■ Extract provided ■
Segment Open

Henry Schein Practice Solutions, Inc. (“Schein”), the provider of leading office management software for dental practices, will pay $250,000 to settle Federal Trade Commission charges it falsely advertised the level of encryption it provided to protect patient data.
The FTC’s complaint alleges that Schein marketed its Dentrix G5 software to dental practices around the country with deceptive claims that the software provided industry-standard encryption of sensitive patient information and, in doing so, ensured that practices using its software would protect patient data, as required by the Health Insurance Portability and Accountability Act (HIPAA).
“Strong encryption is critical for companies dealing with sensitive health information,” said Jessica Rich, Director of the FTC’s Bureau of Consumer Protection. “If a company promises strong encryption, it should deliver it.”

Segment Closed

[Point-per-instance localization data]
Segment Open

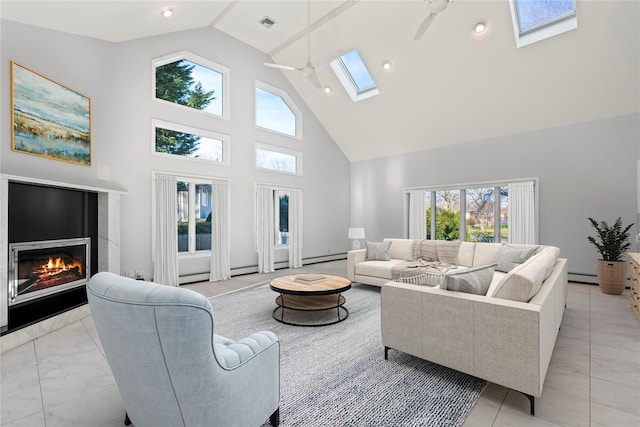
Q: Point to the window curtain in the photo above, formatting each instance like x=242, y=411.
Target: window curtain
x=295, y=229
x=417, y=215
x=522, y=225
x=220, y=244
x=265, y=227
x=165, y=265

Segment Closed

Using the passage on the Schein settlement, list every organization it names, giving each one once in its fullest form.

■ Written response ■
- Henry Schein Practice Solutions, Inc.
- Federal Trade Commission
- Bureau of Consumer Protection